# [ACTIVITY]
Note every line in the entries that contains the string "green", and copy it.

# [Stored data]
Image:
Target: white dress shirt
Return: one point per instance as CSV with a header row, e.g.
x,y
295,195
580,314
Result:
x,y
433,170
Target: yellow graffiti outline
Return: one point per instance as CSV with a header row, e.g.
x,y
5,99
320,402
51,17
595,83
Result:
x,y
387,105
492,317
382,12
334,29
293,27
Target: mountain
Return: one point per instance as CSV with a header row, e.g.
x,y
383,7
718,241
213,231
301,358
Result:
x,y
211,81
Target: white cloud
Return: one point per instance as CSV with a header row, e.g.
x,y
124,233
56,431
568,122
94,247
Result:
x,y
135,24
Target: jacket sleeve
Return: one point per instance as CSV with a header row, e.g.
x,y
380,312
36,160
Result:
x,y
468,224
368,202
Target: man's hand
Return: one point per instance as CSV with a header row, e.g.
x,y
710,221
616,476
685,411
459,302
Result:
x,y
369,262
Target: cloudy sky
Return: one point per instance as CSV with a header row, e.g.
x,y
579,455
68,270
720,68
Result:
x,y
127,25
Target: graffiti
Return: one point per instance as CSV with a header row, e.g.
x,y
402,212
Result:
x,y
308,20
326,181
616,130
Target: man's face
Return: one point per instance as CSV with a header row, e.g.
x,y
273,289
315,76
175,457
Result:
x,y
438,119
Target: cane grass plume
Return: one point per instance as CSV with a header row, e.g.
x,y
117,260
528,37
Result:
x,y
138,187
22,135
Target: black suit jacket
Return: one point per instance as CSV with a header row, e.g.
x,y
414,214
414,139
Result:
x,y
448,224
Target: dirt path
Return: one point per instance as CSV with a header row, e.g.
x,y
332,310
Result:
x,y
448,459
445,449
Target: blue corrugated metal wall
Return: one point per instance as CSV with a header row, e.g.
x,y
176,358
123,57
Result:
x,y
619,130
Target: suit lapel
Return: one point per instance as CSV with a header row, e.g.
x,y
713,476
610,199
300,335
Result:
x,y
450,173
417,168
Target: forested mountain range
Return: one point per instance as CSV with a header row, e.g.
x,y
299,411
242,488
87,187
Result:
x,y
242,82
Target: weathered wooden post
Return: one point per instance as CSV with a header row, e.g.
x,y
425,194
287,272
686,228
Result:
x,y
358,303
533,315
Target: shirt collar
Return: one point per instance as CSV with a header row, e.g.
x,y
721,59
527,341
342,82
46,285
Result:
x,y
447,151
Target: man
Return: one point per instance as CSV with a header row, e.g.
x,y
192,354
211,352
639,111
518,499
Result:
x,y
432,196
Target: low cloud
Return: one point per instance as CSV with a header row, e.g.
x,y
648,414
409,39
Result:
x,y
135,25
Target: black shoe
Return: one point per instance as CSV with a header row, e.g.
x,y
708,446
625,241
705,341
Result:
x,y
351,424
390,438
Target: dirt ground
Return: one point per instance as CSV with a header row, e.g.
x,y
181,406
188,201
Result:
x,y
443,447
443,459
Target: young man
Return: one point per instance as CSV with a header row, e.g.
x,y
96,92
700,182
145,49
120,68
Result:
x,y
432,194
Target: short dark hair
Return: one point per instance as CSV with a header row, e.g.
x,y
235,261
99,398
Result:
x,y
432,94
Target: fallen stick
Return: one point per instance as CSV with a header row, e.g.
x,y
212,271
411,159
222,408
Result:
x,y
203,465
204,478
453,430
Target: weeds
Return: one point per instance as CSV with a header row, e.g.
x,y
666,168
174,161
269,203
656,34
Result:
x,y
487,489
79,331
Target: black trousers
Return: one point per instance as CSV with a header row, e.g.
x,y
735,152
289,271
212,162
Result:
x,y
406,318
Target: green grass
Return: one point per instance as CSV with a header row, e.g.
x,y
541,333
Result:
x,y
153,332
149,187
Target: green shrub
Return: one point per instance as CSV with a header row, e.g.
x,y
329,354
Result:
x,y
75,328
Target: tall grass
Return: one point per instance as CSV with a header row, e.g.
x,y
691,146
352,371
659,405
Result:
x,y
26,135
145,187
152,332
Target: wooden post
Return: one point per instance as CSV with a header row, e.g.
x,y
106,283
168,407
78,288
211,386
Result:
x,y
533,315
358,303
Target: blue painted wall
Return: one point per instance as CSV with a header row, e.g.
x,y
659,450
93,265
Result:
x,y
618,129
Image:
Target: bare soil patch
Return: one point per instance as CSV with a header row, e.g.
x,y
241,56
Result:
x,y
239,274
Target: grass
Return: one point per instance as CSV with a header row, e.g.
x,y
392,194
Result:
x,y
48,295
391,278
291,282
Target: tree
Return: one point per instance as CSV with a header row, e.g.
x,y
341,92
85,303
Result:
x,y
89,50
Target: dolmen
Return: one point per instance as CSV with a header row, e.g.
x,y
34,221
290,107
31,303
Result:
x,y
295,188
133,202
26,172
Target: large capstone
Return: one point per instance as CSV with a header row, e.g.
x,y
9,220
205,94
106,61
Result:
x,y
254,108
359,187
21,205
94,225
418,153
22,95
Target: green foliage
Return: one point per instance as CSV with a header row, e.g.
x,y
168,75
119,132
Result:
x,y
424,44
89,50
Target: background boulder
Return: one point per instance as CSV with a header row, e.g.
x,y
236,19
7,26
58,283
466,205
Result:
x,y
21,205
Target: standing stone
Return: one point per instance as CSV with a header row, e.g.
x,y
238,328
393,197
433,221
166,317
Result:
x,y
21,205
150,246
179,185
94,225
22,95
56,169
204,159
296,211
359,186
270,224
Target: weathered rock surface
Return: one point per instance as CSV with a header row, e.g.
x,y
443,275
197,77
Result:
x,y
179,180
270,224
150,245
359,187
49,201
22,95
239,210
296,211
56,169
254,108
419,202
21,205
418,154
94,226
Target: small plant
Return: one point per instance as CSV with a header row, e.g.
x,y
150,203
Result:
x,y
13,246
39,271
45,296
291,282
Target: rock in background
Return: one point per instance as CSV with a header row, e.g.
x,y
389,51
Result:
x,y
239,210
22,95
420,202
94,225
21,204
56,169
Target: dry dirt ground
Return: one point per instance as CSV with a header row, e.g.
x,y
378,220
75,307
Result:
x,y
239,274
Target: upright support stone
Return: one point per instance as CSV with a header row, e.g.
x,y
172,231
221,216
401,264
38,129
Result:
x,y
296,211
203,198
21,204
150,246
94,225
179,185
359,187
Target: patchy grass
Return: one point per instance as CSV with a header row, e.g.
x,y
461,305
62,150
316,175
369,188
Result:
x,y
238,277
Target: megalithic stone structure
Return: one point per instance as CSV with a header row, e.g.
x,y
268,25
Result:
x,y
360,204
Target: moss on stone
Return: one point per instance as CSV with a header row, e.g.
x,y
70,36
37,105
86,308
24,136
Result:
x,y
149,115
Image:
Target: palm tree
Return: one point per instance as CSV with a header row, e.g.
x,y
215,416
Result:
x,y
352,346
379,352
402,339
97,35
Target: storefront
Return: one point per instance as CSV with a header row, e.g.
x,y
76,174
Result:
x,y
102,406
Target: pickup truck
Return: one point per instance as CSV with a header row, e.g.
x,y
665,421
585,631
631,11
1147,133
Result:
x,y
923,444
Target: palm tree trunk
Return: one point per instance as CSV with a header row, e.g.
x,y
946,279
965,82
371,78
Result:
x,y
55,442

# [ANSWER SECTION]
Target: green grass
Target: green shrub
Target: green foliage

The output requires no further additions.